## THINGS TO DO
- 1) Duplicate part of the Dream Dog text, beginning at the words "For years I" and stopping after "most extraordinary way.".
- 2) Using the Dream Dog text, decide whether each statement agrees with it, and back each yes or no with the deciding words quoted from the text. (a) The Poetry Break poems are recited from memory. (b) Lou Berger illustrated Dream Dog. (c) Harry's dad worked in a pepper factory.
- 3) Resume the Dream Dog text after its final sentence and keep writing.

For years I (with classroom teacher permission) have conducted Poetry Breaks all year long, walking into classrooms unannounced, shouting out Poetry Break!, and standing in front of the class reciting a poem from memory. When the poem is completed I smile and leave the room. I was introduced to this idea from attending a session by Caroline Feller Bauer.
By far one of the most popular pieces was Mother Doesn't Want A Dog by Judith Viorst. (I deliver the final two lines with an extra prop courtesy of Caroline Feller Bauer.) I don't know about you but I was one of those children who grew up wishing for a dog more than anything else, just like the narrator in the poem. Dream Dog (Schwartz & Wade Books) written by Lou Berger with illustrations by David Catrow is about wishes coming true in the most extraordinary way.
Harry wanted a dog. No, no, more than wanted! He wanted a dog.
Unfortunately for Harry his dad worked in a pepper factory. This caused his father's nose to be very sensitive; sensitive to the presence of dogs. A life of sneezing was not what Harry's dad wanted.
A lizard that changed colors to match his surroundings was Harry's dad's answer to his desire for a puppy pal. It was the best an allergic father who loves his son could do. Mathilda Gold, Harry's neighbor and friend, certainly liked the lizard more than he did. He craved canine companionship.

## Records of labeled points
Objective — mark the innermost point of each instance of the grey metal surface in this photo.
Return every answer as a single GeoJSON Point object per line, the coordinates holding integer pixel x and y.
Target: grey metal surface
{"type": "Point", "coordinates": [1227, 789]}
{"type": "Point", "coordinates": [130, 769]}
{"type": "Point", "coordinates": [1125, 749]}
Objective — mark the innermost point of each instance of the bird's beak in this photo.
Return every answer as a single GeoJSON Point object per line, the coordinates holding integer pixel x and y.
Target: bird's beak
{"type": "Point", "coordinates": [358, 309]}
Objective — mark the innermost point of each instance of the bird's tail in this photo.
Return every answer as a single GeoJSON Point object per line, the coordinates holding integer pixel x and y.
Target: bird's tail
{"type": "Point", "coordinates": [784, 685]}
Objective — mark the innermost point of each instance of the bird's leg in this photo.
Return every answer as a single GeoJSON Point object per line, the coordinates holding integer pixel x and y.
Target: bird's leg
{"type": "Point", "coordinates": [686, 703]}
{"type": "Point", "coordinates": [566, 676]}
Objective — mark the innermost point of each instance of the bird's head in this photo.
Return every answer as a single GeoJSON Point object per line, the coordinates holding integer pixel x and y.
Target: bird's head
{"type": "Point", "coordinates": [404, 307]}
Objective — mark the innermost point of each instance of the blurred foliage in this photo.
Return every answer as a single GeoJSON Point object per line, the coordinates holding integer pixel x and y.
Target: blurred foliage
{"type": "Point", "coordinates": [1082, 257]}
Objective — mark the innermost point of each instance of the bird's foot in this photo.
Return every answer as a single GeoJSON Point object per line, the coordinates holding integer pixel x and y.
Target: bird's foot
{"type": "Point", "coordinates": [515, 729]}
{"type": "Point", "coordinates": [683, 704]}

## RESULTS OF THE TASKS
- 1)
For years I (with classroom teacher permission) have conducted Poetry Breaks all year long, walking into classrooms unannounced, shouting out Poetry Break!, and standing in front of the class reciting a poem from memory. When the poem is completed I smile and leave the room. I was introduced to this idea from attending a session by Caroline Feller Bauer.
By far one of the most popular pieces was Mother Doesn't Want A Dog by Judith Viorst. (I deliver the final two lines with an extra prop courtesy of Caroline Feller Bauer.) I don't know about you but I was one of those children who grew up wishing for a dog more than anything else, just like the narrator in the poem. Dream Dog (Schwartz & Wade Books) written by Lou Berger with illustrations by David Catrow is about wishes coming true in the most extraordinary way.

- 2)
(a) Yes: "standing in front of the class reciting a poem from memory."
(b) No: "written by Lou Berger with illustrations by David Catrow."
(c) Yes: "his dad worked in a pepper factory."

- 3)
Harry knew what he had to do and he did it. Placing his X-35 Infra-Rocket Imagination Helmet (an old football helmet decorated "to beat the band") on his head, he dug deep into his mind. Humming with all his heart, he conjured up the dog of all dogs naming him Waffle when he appeared.
It's only understandable that the two were inseparable. Harry's dad understood his requests for rolling down the window when Waffle was along for a ride or when he suggested Waffle might need more shampoo to get rid of his fleas during bath time. Harry's response to Mathilda's less than supportive comments was a sign of unconditional love.
Before Harry's next birthday, a change in his dad's employment circumstances altered Harry's dog status. Harry being Harry wants everyone to get along as friends should. And Waffle...well he did what dogs do best.
Lou Berger is no newcomer to writing for children. According to the dust jacket flap he was the head writer of Sesame Street for eleven years, one of the first writers for Reading Rainbow and the recipient of ten Emmy Awards for writing. His narrative mixed with dialogue in this story is brimming with emotional clarity. You have to wonder if he ever longed for a dog like Harry or was in a similar position to Harry's dad. I won't share my favorite passage with you, it would spoil the story. I will share this small bit with you.
...They played hide-and-seek, and Waffle would scamper deep into the park where Harry couldn't find him. But then Harry would give his special whistle, and Waffle would come bounding out, ears flapping.
At night, Waffle would jump onto Harry's bed and snuggle close, protecting Harry from shadows and creakings.
If the artwork on the matching dust jacket and book case don't make you want to hug this book, then I don't know what will. The shaded blues, wispy clouds and sheer contented looks of love on both Harry's and Waffle's faces head straight to your heart. The opening and closing endpapers are covered in clouded skies; the one during the day, the other at night. The title page and verso continue with the brilliant sky and feathery clouds.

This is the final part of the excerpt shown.